### WHAT YOU WILL DO
Exactly as written, print each record in the listing.

### DATA FOR PROCESSING
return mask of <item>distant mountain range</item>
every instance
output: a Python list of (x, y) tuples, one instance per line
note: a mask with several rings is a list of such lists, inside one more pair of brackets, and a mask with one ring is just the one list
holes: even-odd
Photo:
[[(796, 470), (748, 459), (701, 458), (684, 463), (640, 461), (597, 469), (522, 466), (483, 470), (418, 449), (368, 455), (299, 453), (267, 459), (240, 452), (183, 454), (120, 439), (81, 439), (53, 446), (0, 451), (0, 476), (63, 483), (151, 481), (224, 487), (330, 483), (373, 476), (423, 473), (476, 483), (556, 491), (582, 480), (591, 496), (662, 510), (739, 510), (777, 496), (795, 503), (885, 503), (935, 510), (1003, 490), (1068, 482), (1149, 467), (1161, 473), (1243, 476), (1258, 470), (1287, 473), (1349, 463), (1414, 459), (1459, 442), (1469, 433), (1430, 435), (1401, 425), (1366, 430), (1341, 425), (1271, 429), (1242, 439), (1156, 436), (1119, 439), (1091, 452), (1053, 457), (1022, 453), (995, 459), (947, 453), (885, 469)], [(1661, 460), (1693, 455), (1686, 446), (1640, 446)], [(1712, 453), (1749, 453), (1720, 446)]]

### OUTPUT OF THE EXERCISE
return mask of <item>distant mountain range</item>
every instance
output: a Python list of (x, y) tuples, one instance per line
note: a mask with several rings is a list of such lists, inside one more pair of brackets, and a mask with one ring is just the one list
holes: even-odd
Photo:
[[(796, 470), (748, 459), (701, 458), (684, 463), (640, 461), (597, 469), (522, 466), (483, 470), (418, 449), (368, 455), (299, 453), (267, 459), (240, 452), (183, 454), (120, 439), (81, 439), (53, 446), (0, 451), (0, 476), (63, 483), (151, 481), (224, 487), (330, 483), (373, 476), (423, 473), (476, 483), (556, 491), (582, 480), (591, 496), (662, 510), (739, 510), (777, 496), (795, 503), (885, 503), (935, 510), (1003, 490), (1068, 482), (1149, 467), (1161, 473), (1243, 476), (1258, 470), (1287, 473), (1349, 463), (1414, 459), (1459, 442), (1469, 433), (1430, 435), (1401, 425), (1366, 430), (1341, 425), (1271, 429), (1242, 439), (1156, 436), (1119, 439), (1091, 452), (1053, 457), (1022, 453), (995, 459), (947, 453), (885, 469)], [(1661, 460), (1693, 455), (1686, 446), (1640, 446)], [(1712, 453), (1749, 453), (1720, 446)]]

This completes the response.